◆ Ausgewählter Auszug ◆
Wir schreiben das Jahr 2014 - ein historisches Datum, wenn man es auch mit dem Tag 9 und dem Monat 11 in Verbindung bringt - aber Vorsicht, ja nicht verwechseln, sonst gibt‘s mit dem Big Brother (Is watching you!) Ärger.
Vor genau 25 Jahren erlebte ich einen der glücklichsten, wenn nicht sogar den glücklichsten Tag meines Lebens.
Die Mauer fiel am 9. November 1989 und meine Gefangenschaft in einem Land, das Kafka in seinem „Prozess“ nicht hätte besser beschreiben können, war mit einem Schlag beendet. Genauso wie diese Gefangenschaft am 13. August 1961 mit einem Schlag begann, obwohl die wahren Täter nicht etwa die plötzlich Gefangenen, sondern die unerbittlichen, ideologisch-diktatorischen Gefängniswärter waren, endete sie auch wieder - leider mussten viele der damaligen Gefängniswärter nicht wirklich für das gerade stehen, was sie ihren unschuldigen Gefangenen oder ihren Opfern, die diese 28jährige Gefangenschaft nicht überlebten, angetan hatten.
Aber war die Geschichte wirklich jemals gerecht?

◆ Bereitgestelltes Material ◆
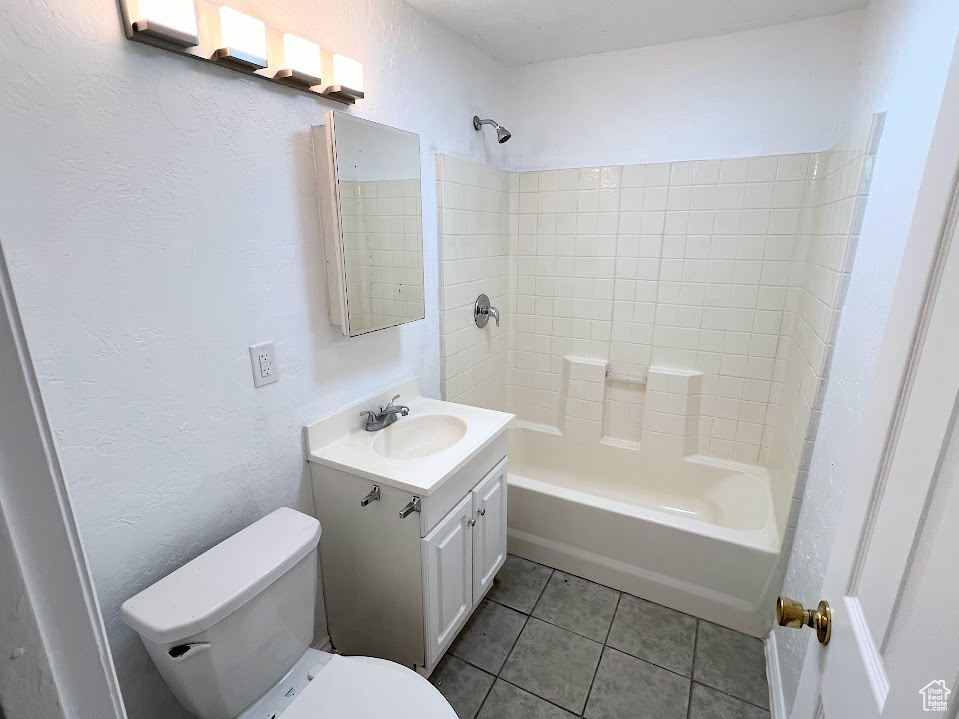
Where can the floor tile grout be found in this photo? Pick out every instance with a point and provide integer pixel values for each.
(603, 646)
(510, 652)
(692, 671)
(619, 598)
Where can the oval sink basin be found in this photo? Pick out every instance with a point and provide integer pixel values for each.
(418, 437)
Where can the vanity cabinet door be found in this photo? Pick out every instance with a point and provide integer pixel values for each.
(489, 532)
(448, 570)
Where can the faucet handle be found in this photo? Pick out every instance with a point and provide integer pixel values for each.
(389, 404)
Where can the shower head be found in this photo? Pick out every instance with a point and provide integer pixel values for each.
(502, 134)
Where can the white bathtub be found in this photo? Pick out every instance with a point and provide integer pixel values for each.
(698, 535)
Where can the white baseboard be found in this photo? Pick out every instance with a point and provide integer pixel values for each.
(323, 643)
(777, 701)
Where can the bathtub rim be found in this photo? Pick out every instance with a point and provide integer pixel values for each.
(766, 539)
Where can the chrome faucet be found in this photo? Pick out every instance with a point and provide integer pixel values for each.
(483, 310)
(386, 416)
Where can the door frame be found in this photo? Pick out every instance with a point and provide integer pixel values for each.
(930, 236)
(47, 543)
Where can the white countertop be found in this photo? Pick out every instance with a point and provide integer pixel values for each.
(353, 452)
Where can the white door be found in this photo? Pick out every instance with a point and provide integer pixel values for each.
(893, 575)
(489, 532)
(448, 560)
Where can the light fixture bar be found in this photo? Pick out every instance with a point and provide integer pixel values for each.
(162, 32)
(303, 62)
(172, 21)
(346, 76)
(208, 32)
(244, 40)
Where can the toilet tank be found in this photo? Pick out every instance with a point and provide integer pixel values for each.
(225, 627)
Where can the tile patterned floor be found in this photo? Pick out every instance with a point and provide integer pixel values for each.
(548, 645)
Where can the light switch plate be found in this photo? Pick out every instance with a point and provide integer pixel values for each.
(263, 360)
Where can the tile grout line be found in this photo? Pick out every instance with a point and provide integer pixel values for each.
(500, 670)
(622, 651)
(692, 671)
(602, 651)
(604, 644)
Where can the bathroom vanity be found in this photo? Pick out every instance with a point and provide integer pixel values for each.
(414, 522)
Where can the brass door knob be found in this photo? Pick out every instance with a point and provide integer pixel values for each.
(792, 614)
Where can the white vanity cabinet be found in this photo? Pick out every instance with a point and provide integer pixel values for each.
(402, 588)
(461, 555)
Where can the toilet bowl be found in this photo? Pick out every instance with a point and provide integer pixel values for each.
(230, 633)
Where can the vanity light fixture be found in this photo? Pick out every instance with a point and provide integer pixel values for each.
(244, 40)
(345, 76)
(303, 62)
(172, 21)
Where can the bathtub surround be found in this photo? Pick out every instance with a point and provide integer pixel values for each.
(732, 269)
(476, 222)
(671, 414)
(695, 534)
(583, 397)
(678, 309)
(826, 245)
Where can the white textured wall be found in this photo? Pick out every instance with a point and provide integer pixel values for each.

◆ Aufgaben bearbeiten ◆
1/ Gib aus den Datensätzen die Zeilen von der Zeile mit „Where can the bathroom“ bis einschließlich der letzten Zeile der Datensätze wortgetreu wieder.
2/ Schreibe den Text über den Mauerfall im Anschluss an seinen letzten Satz weiter.

◆ Lösungen ◆
1/
Where can the bathroom vanity be found in this photo? Pick out every instance with a point and provide integer pixel values for each.
(414, 522)
Where can the brass door knob be found in this photo? Pick out every instance with a point and provide integer pixel values for each.
(792, 614)
Where can the white vanity cabinet be found in this photo? Pick out every instance with a point and provide integer pixel values for each.
(402, 588)
(461, 555)
Where can the toilet bowl be found in this photo? Pick out every instance with a point and provide integer pixel values for each.
(230, 633)
Where can the vanity light fixture be found in this photo? Pick out every instance with a point and provide integer pixel values for each.
(244, 40)
(345, 76)
(303, 62)
(172, 21)
Where can the bathtub surround be found in this photo? Pick out every instance with a point and provide integer pixel values for each.
(732, 269)
(476, 222)
(671, 414)
(695, 534)
(583, 397)
(678, 309)
(826, 245)
Where can the white textured wall be found in this photo? Pick out every instance with a point and provide integer pixel values for each.

2/
Jede Geschichte bringt aber auch Erlebnisse und Errungenschaften hervor, die ohne boshafte Diktaturen nie möglich gewesen wären. Das wusste bereits unser oller Goethe, der so schön formulierte: „Die schönsten Träume von Freiheit werden im Kerker geträumt!“
Genau darum soll diese Kritik, 25 Jahre nach dem Mauerfall entstanden, über eine Band und ein Album erzählen, die dem Kritiker ein wenig beim Überleben in der Gefangenschaft halfen und diese Gefangenschaft etwas erträglicher machte. Und noch viel mehr - sie schenkten mir die Hoffnung, die sich dann 20 Jahre später verwirklichte. Darum möchte ich mich jetzt mit meinen Lesern und LIFT auf eine „Meeresfahrt“ begeben, die an musikalischer Schönheit und persönlicher Dramatik kaum zu übertreffen ist.
Würde mich heute jemand fragen: „Welches ist die beste LP, die jemals in der DDR erschienen ist?“, dann kämen mir genau zwei Antworten in den Sinn: „Meeresfahrt“ von LIFT und „Weißes Gold“ von der STERN-COMBO MEISSEN! Zwei Alben, die mehr als eine Gemeinsamkeit haben, wobei die offensichtlichste allerdings der Sänger WERTHER LOHSE ist, welcher seine außergewöhnliche, charismatische und einzigartige, jederzeit wiedererkennbare Stimme beiden Alben verlieh.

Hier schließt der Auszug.